__Page extract__:
=== Section Start ===
Monday, November 16, 2009

Gracie Mag Article

Below is the article about Professor Jacare from Gracie Mag:

Look back and move forth

In an emotion-filled report, the leader of Alliance Atlanta sums up a year replete with joy and hardship

Alliance founder Romero “Jacaré” Cavalcanti lived out a year 2009 full of highs and lows. His team won its fourth Jiu-Jitsu World Championship, but the master had some close calls where his health was concerned. “After training with Cobrinha, I felt this horrible pain in my chest. I went to the hospital and woke up with a quadruple bypass, along with some other things,” recalls Jacaré, who had another scare early in the year, when a kidney problem kept him out of combat for a few weeks.

It was in Jiu-Jitsu that Romero sought support: “The whole time at the hospital I was thinking it wasn’t time to go, that I still have much to do.” A phone call from a friend helped in his recovery: “Renzo called me one day and I was too weak even to speak. He told me from the other end of the line, in his characteristic cheerful and positive way: ‘Champ, be strong because you’ll get past this, we’ve been through rougher patches before, this is nothing.’ And I imagined him standing before me, with that winning smile that shrugs off hard times, and thought to myself: ‘Of course I’ll make it past this.’”
=== Section End ===
__Action item 1__: Write out the part of the Jacaré article that opens with the words containing "Below is the" and closes with "a few weeks.".
__Action item 2__: Pick up the Jacaré article where it stops and write the next part.

__Dataset excerpts__:
=== Section Start ===
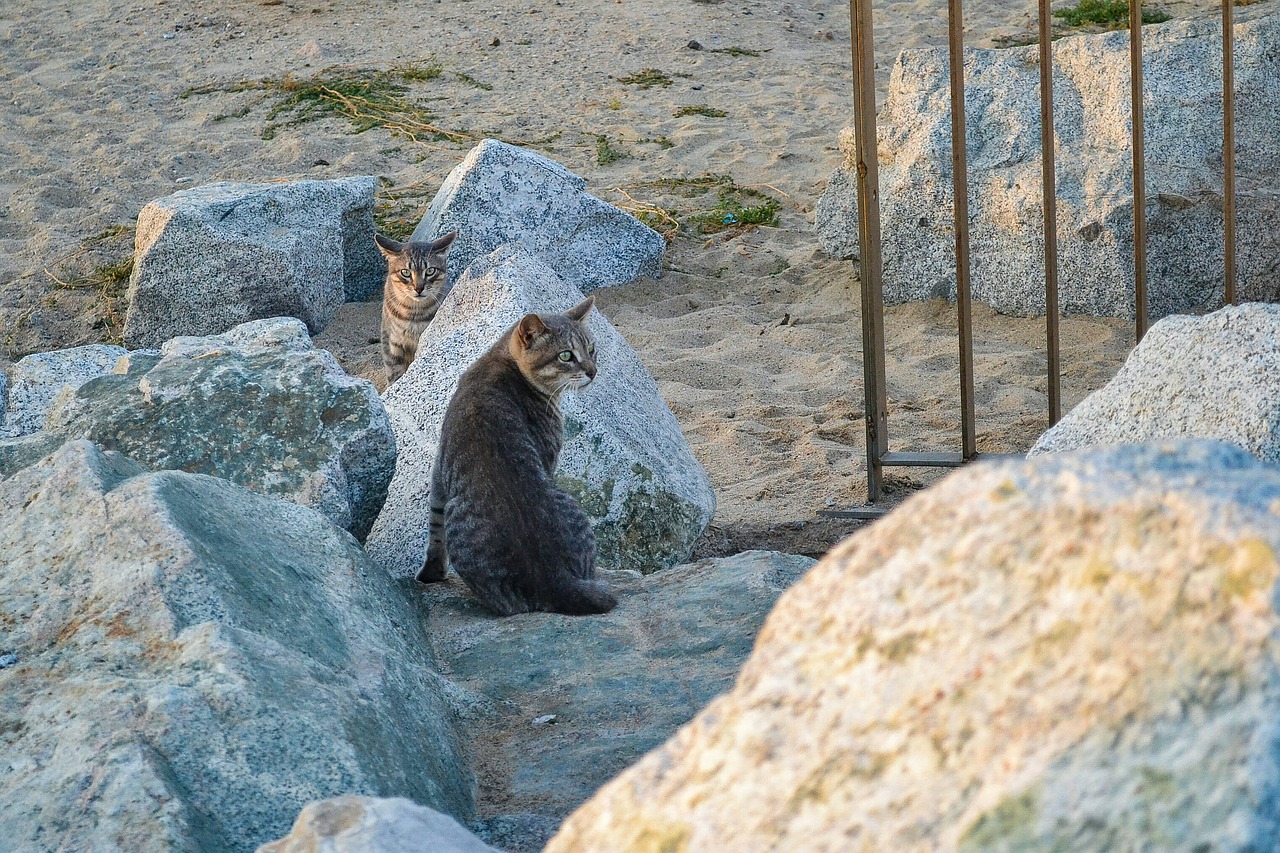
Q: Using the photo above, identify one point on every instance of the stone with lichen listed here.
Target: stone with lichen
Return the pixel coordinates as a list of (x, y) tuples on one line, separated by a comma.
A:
[(1073, 652)]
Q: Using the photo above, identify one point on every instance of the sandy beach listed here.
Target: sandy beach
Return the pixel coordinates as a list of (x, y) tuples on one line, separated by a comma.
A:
[(752, 334)]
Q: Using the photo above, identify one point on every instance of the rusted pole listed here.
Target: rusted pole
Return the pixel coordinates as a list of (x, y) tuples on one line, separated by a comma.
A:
[(960, 190), (1229, 149), (1139, 172), (1050, 181), (869, 242)]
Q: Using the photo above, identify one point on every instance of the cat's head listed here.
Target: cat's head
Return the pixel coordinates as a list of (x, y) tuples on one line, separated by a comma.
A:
[(556, 352), (416, 268)]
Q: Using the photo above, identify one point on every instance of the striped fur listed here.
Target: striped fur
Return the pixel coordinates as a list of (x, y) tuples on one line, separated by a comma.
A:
[(517, 539), (415, 286)]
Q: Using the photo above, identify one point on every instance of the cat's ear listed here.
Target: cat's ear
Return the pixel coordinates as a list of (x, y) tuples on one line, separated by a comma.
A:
[(388, 246), (442, 243), (529, 328), (579, 311)]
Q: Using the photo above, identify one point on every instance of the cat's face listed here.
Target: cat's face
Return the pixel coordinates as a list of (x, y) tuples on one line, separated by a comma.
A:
[(556, 351), (415, 269)]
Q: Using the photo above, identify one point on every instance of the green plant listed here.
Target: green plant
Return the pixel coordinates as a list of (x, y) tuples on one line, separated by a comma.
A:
[(1105, 13), (700, 109), (647, 78), (606, 153)]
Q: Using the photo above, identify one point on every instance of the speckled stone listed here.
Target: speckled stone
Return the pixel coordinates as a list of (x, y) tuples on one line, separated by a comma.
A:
[(625, 459), (41, 377), (373, 825), (215, 256), (617, 684), (259, 406), (196, 662), (502, 194), (1183, 118), (1075, 652), (1191, 377)]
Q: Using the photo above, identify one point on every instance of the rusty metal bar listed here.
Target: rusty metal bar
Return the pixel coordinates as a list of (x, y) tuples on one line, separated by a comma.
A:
[(960, 188), (869, 243), (1050, 181), (1139, 172), (1229, 149)]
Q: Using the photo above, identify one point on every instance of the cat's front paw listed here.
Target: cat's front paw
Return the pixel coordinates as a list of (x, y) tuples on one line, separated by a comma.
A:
[(433, 570)]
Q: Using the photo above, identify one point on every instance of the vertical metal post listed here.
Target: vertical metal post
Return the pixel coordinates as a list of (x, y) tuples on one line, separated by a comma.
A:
[(1050, 181), (1139, 170), (869, 242), (960, 190), (1229, 149)]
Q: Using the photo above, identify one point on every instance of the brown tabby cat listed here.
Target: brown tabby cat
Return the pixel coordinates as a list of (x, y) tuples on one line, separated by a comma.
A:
[(415, 283), (517, 539)]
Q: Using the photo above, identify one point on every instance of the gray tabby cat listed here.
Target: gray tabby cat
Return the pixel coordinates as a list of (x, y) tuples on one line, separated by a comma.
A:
[(517, 539), (415, 283)]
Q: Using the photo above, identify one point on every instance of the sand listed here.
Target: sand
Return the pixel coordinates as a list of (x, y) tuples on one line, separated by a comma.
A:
[(754, 336)]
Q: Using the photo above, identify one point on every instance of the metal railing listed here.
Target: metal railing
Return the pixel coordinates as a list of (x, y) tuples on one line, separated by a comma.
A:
=== Section End ===
__Response area 1__:
Below is the article about Professor Jacare from Gracie Mag:

Look back and move forth

In an emotion-filled report, the leader of Alliance Atlanta sums up a year replete with joy and hardship

Alliance founder Romero “Jacaré” Cavalcanti lived out a year 2009 full of highs and lows. His team won its fourth Jiu-Jitsu World Championship, but the master had some close calls where his health was concerned. “After training with Cobrinha, I felt this horrible pain in my chest. I went to the hospital and woke up with a quadruple bypass, along with some other things,” recalls Jacaré, who had another scare early in the year, when a kidney problem kept him out of combat for a few weeks.

__Response area 2__:
Jacaré (in the black gi in the middle) and the Alliance black belts during training in 2008

After the scare, Jacaré turned 57 on October 22 and the date made him reminisce about the beginning: “I had a flashback of these past nearly 30 years, ever since I started, back in the ‘70s, at the famous Carlson Gracie academy, above Casa Gebara, in Copacabana. I trained with Professor Tuninho. That was where I fell in love with Jiu-Jitsu, a sport that wasn’t as hyped as it is today. There were no World Championships, no Pan-Americans, etc… It was the north zone versus the south zone, in Rio.” Competing was a lot different too: “Heel-hooks and slams were allowed; it was rough, a mistake in defense would cost you the match. You would only get a rematch the following year, since it wasn’t like now with competitions all the time. I once took a slam at the Rio Championship and spent a few months unable to train. I got greedy about the arm from the guard and only woke up a while later.”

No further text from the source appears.